> _Goal of the exercise_:
Pictures stay out of the copy; set down each line of the listing below exactly.

> _Recorded information_:
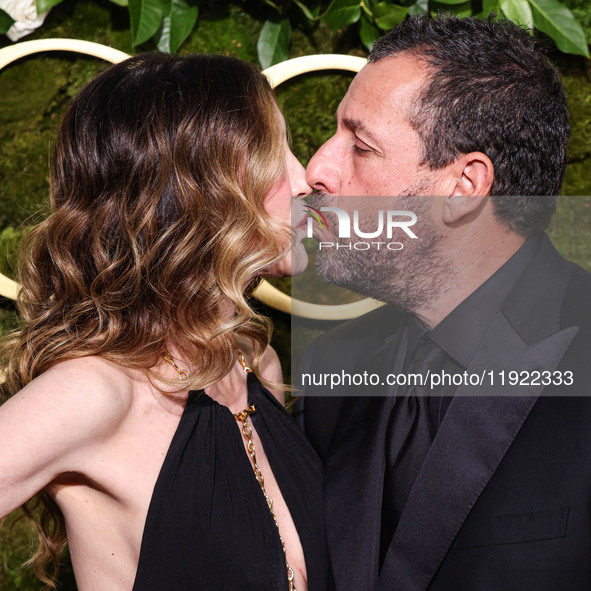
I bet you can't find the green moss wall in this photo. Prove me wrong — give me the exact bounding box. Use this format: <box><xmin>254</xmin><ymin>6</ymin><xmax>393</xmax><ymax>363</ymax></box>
<box><xmin>0</xmin><ymin>0</ymin><xmax>591</xmax><ymax>591</ymax></box>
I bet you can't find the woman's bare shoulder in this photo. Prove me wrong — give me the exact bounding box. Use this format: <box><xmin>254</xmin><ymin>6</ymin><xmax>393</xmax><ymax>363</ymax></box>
<box><xmin>5</xmin><ymin>357</ymin><xmax>133</xmax><ymax>437</ymax></box>
<box><xmin>0</xmin><ymin>358</ymin><xmax>132</xmax><ymax>516</ymax></box>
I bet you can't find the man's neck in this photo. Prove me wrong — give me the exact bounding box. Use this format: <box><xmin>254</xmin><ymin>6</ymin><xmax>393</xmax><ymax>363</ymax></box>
<box><xmin>412</xmin><ymin>231</ymin><xmax>525</xmax><ymax>329</ymax></box>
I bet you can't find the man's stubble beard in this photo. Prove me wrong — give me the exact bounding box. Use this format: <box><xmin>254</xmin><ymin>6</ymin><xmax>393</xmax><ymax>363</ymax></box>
<box><xmin>314</xmin><ymin>187</ymin><xmax>453</xmax><ymax>312</ymax></box>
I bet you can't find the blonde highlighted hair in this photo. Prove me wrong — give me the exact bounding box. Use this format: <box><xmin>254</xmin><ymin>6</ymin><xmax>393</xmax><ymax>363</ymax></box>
<box><xmin>3</xmin><ymin>53</ymin><xmax>290</xmax><ymax>587</ymax></box>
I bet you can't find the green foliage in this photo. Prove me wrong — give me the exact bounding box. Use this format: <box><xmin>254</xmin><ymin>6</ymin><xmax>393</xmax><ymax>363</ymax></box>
<box><xmin>0</xmin><ymin>0</ymin><xmax>591</xmax><ymax>591</ymax></box>
<box><xmin>257</xmin><ymin>18</ymin><xmax>291</xmax><ymax>68</ymax></box>
<box><xmin>157</xmin><ymin>0</ymin><xmax>199</xmax><ymax>53</ymax></box>
<box><xmin>10</xmin><ymin>0</ymin><xmax>591</xmax><ymax>67</ymax></box>
<box><xmin>499</xmin><ymin>0</ymin><xmax>534</xmax><ymax>27</ymax></box>
<box><xmin>528</xmin><ymin>0</ymin><xmax>589</xmax><ymax>57</ymax></box>
<box><xmin>320</xmin><ymin>0</ymin><xmax>361</xmax><ymax>31</ymax></box>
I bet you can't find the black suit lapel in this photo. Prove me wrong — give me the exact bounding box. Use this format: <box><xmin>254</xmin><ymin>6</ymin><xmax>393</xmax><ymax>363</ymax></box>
<box><xmin>325</xmin><ymin>324</ymin><xmax>408</xmax><ymax>591</ymax></box>
<box><xmin>376</xmin><ymin>313</ymin><xmax>578</xmax><ymax>591</ymax></box>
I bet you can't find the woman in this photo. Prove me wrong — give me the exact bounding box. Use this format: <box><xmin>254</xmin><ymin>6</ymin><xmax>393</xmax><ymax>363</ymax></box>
<box><xmin>0</xmin><ymin>54</ymin><xmax>327</xmax><ymax>591</ymax></box>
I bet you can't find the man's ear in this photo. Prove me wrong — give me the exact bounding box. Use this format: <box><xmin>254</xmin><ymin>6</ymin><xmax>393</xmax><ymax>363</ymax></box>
<box><xmin>444</xmin><ymin>152</ymin><xmax>494</xmax><ymax>224</ymax></box>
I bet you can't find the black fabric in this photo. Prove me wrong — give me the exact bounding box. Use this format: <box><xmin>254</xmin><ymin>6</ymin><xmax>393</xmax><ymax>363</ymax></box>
<box><xmin>302</xmin><ymin>237</ymin><xmax>591</xmax><ymax>591</ymax></box>
<box><xmin>380</xmin><ymin>336</ymin><xmax>447</xmax><ymax>565</ymax></box>
<box><xmin>133</xmin><ymin>373</ymin><xmax>328</xmax><ymax>591</ymax></box>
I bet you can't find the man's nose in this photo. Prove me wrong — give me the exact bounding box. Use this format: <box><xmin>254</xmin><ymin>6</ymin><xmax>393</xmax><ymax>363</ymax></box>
<box><xmin>306</xmin><ymin>137</ymin><xmax>340</xmax><ymax>195</ymax></box>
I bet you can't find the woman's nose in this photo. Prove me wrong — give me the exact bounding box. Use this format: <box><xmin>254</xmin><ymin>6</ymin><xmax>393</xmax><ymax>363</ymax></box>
<box><xmin>287</xmin><ymin>150</ymin><xmax>312</xmax><ymax>197</ymax></box>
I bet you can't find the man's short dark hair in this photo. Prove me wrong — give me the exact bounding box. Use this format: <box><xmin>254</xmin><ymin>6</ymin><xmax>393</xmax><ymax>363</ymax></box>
<box><xmin>369</xmin><ymin>15</ymin><xmax>570</xmax><ymax>236</ymax></box>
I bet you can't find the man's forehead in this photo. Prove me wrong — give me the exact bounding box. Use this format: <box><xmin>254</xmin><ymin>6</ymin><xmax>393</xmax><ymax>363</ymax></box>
<box><xmin>337</xmin><ymin>53</ymin><xmax>429</xmax><ymax>119</ymax></box>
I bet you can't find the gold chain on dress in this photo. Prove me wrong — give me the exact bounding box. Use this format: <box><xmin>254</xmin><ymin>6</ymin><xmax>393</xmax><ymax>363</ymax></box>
<box><xmin>163</xmin><ymin>349</ymin><xmax>296</xmax><ymax>591</ymax></box>
<box><xmin>234</xmin><ymin>351</ymin><xmax>296</xmax><ymax>591</ymax></box>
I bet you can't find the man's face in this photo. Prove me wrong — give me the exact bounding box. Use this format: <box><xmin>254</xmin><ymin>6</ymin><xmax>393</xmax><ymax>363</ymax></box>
<box><xmin>307</xmin><ymin>56</ymin><xmax>448</xmax><ymax>311</ymax></box>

> _Task solution_:
I bet you can't find the green moss wall in this photo. Prove me wrong — give me the exact bounding box. Use this format: <box><xmin>254</xmin><ymin>6</ymin><xmax>393</xmax><ymax>363</ymax></box>
<box><xmin>0</xmin><ymin>0</ymin><xmax>591</xmax><ymax>591</ymax></box>
I bet you can't find the woman's bare shoulder in this photo. Prove me wrong — give me the exact bounding box. Use this format: <box><xmin>254</xmin><ymin>6</ymin><xmax>393</xmax><ymax>363</ymax></box>
<box><xmin>5</xmin><ymin>357</ymin><xmax>133</xmax><ymax>437</ymax></box>
<box><xmin>0</xmin><ymin>358</ymin><xmax>132</xmax><ymax>516</ymax></box>
I bet you can't find the man's neck in this photo. Prove me wrong — give me the exact bounding box. Use this format: <box><xmin>254</xmin><ymin>6</ymin><xmax>393</xmax><ymax>363</ymax></box>
<box><xmin>412</xmin><ymin>231</ymin><xmax>525</xmax><ymax>329</ymax></box>
I bet you can't find the man's stubble beard in this photo. Prove me wrong — give me the exact bounding box. Use this format: <box><xmin>254</xmin><ymin>6</ymin><xmax>393</xmax><ymax>363</ymax></box>
<box><xmin>314</xmin><ymin>187</ymin><xmax>453</xmax><ymax>312</ymax></box>
I bet you can't find the blonde highlighted hair in this photo. Prove me wrong — give me the exact bounding box. Use this format: <box><xmin>254</xmin><ymin>6</ymin><xmax>393</xmax><ymax>363</ymax></box>
<box><xmin>3</xmin><ymin>53</ymin><xmax>290</xmax><ymax>587</ymax></box>
I bet you can't find the green foliage in this photo. Prove me wrong — give me the exact bounding box. Use this format: <box><xmin>254</xmin><ymin>6</ymin><xmax>393</xmax><ymax>363</ymax></box>
<box><xmin>0</xmin><ymin>0</ymin><xmax>591</xmax><ymax>591</ymax></box>
<box><xmin>257</xmin><ymin>18</ymin><xmax>291</xmax><ymax>68</ymax></box>
<box><xmin>157</xmin><ymin>0</ymin><xmax>199</xmax><ymax>53</ymax></box>
<box><xmin>10</xmin><ymin>0</ymin><xmax>591</xmax><ymax>67</ymax></box>
<box><xmin>499</xmin><ymin>0</ymin><xmax>534</xmax><ymax>27</ymax></box>
<box><xmin>528</xmin><ymin>0</ymin><xmax>589</xmax><ymax>57</ymax></box>
<box><xmin>320</xmin><ymin>0</ymin><xmax>361</xmax><ymax>31</ymax></box>
I bet you can't find the black suit lapel in this photo. Prove me wrong — give me the exact bounding box. Use this format: <box><xmin>254</xmin><ymin>6</ymin><xmax>393</xmax><ymax>363</ymax></box>
<box><xmin>325</xmin><ymin>324</ymin><xmax>408</xmax><ymax>591</ymax></box>
<box><xmin>376</xmin><ymin>313</ymin><xmax>578</xmax><ymax>591</ymax></box>
I bet you can't find the woman in this photo. Prove me wrong — give me the exact bounding box. Use this format: <box><xmin>254</xmin><ymin>6</ymin><xmax>393</xmax><ymax>363</ymax></box>
<box><xmin>0</xmin><ymin>54</ymin><xmax>327</xmax><ymax>591</ymax></box>
I bet you can't find the man's ear in this photo. Prove me wrong — give me the exact bounding box. Use this format: <box><xmin>254</xmin><ymin>6</ymin><xmax>393</xmax><ymax>363</ymax></box>
<box><xmin>444</xmin><ymin>152</ymin><xmax>494</xmax><ymax>224</ymax></box>
I bet you can't find the black fabric in this photo. Prove me wrong — give me the exact bounding box. Use this format: <box><xmin>254</xmin><ymin>6</ymin><xmax>393</xmax><ymax>363</ymax></box>
<box><xmin>302</xmin><ymin>237</ymin><xmax>591</xmax><ymax>591</ymax></box>
<box><xmin>380</xmin><ymin>336</ymin><xmax>447</xmax><ymax>565</ymax></box>
<box><xmin>133</xmin><ymin>373</ymin><xmax>328</xmax><ymax>591</ymax></box>
I bet you can't find the man's nose in this photo. Prove me wrong — give me the exact bounding box. Use this format: <box><xmin>254</xmin><ymin>6</ymin><xmax>393</xmax><ymax>363</ymax></box>
<box><xmin>306</xmin><ymin>137</ymin><xmax>340</xmax><ymax>195</ymax></box>
I bet you can't find the woman's nose in this photo. Prove me wrong — give me the exact bounding box. Use this format: <box><xmin>254</xmin><ymin>6</ymin><xmax>393</xmax><ymax>363</ymax></box>
<box><xmin>287</xmin><ymin>150</ymin><xmax>312</xmax><ymax>197</ymax></box>
I bet you can't find the man's short dark hair in this photo. Prove me wrong — give me the exact bounding box. Use this format: <box><xmin>254</xmin><ymin>6</ymin><xmax>393</xmax><ymax>363</ymax></box>
<box><xmin>369</xmin><ymin>15</ymin><xmax>570</xmax><ymax>236</ymax></box>
I bet you can't find the man's forehead in this photo. Prove me wrong — give me the exact bounding box. Use this format: <box><xmin>254</xmin><ymin>6</ymin><xmax>393</xmax><ymax>363</ymax></box>
<box><xmin>337</xmin><ymin>53</ymin><xmax>429</xmax><ymax>119</ymax></box>
I bet you can't find the gold chain on dress in this photo. Prove me wrong — give me the exact bounding box. Use this format: <box><xmin>254</xmin><ymin>6</ymin><xmax>393</xmax><ymax>363</ymax></box>
<box><xmin>163</xmin><ymin>349</ymin><xmax>296</xmax><ymax>591</ymax></box>
<box><xmin>234</xmin><ymin>351</ymin><xmax>296</xmax><ymax>591</ymax></box>
I bet you can't find the man's face in this photo. Prove me wrong — give me the exact bounding box. Use this format: <box><xmin>254</xmin><ymin>6</ymin><xmax>393</xmax><ymax>363</ymax></box>
<box><xmin>307</xmin><ymin>56</ymin><xmax>448</xmax><ymax>311</ymax></box>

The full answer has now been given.